- Written task A:
Answer these questions from the fan switch thread:
(i) What does Polaris425 say to put in when wiring the first option?
(ii) For stopping the fan while the sensor has it on, where does the switch go?
(iii) Which option does Yesterday feel would be necessary for it to work "right"?

# How To Do The Fan Switch...



## usmctadpole (Feb 23, 2009)

Does anyone know how to do the fan switch trick?? Pics would be great!!!


----------



## Yesterday (Jan 2, 2009)

thats on the to do list!


----------



## usmctadpole (Feb 23, 2009)

can you tell me how I will make a video tomorrow


----------



## Polaris425 (Dec 16, 2004)

are you wanting to be able to cut it on when you want, w/o waiting on the sensor?


----------



## usmctadpole (Feb 23, 2009)

I want it to cut on when it needs to and I want to be able to cut it on and off like I want to also


----------



## Polaris425 (Dec 16, 2004)

well I've racked my brain about trying to do all that with just 1 switch and it's not possible. To be able to turn it on when you want to, turn it off when you want, AND still keep it attached to the sensor so IT cuts it on when it needs it & you forget, just wont work with 1 single switch. 

So:

1. If you want to cut it on an off as you choose:, then you need to just disconnect from the sensor and forget about it. Then just run a hot wire to the switch, and the fan hot to the other side of the switch and operate it as you choose. Be sure to put an in-line fuse in there.

2. If you want to leave the sensor in the line, but be able to cut it on when you want, if the sensor isnt making it come on: You need to take a jumper wire, splice it into the the hot wire from the battery to the sensor and connect it to one side of the toggle switch, then, go from the other side of the switch and splice into the wire going from the sensor, to the fan. This will allow you to close the circut, and bypass the sensor making the fan come on, but if you forget and leave your switch off, the sensor can still close the circut and cut on the fan. 

3. If you want to be able stop the fan, when the censor has it on: You just need to put the switch between the battery and sensor, or the sensor and fan, doesnt matter, either way you can break the circuit.


Sounds to me like for what you want, you need to do #1.


----------



## Yesterday (Jan 2, 2009)

option one would be by far the most simple and easiest, but for it to work "right" i feel like option two would be necessary.

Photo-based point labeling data

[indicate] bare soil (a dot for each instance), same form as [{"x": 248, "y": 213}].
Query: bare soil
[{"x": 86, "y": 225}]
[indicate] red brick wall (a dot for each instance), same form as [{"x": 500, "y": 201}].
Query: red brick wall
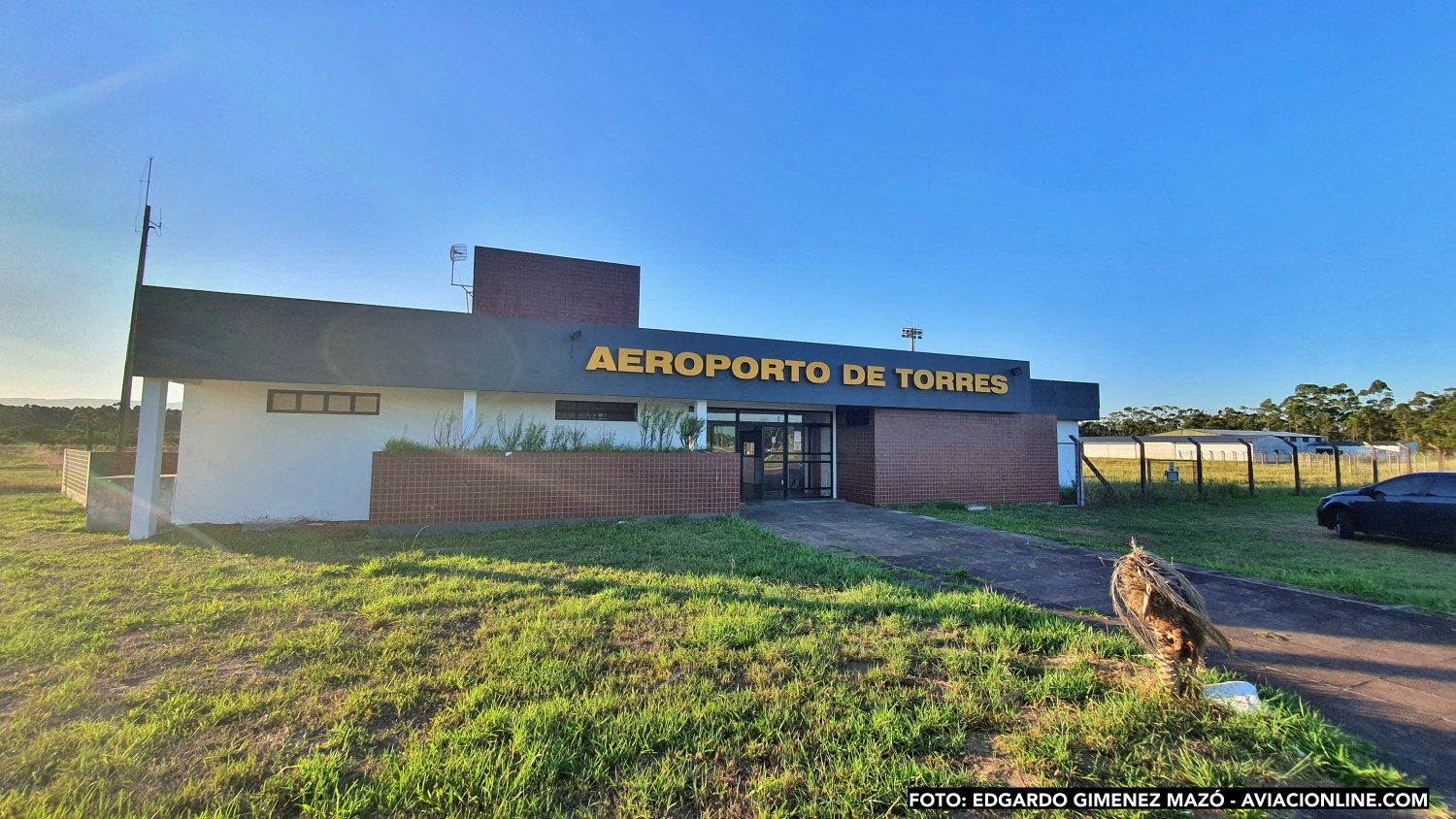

- Written task B: In the records, rewrite the lines from the one with "[indicate] red brick" through the end with "red brick wall" changed to "gray stone wall" and nothing else altered. Omit the pictures.

- Full output A:
(i) An in-line fuse.
(ii) Between the battery and sensor, or between the sensor and fan; either way works.
(iii) Option two.

- Full output B:
[indicate] gray stone wall (a dot for each instance), same form as [{"x": 500, "y": 201}].
Query: gray stone wall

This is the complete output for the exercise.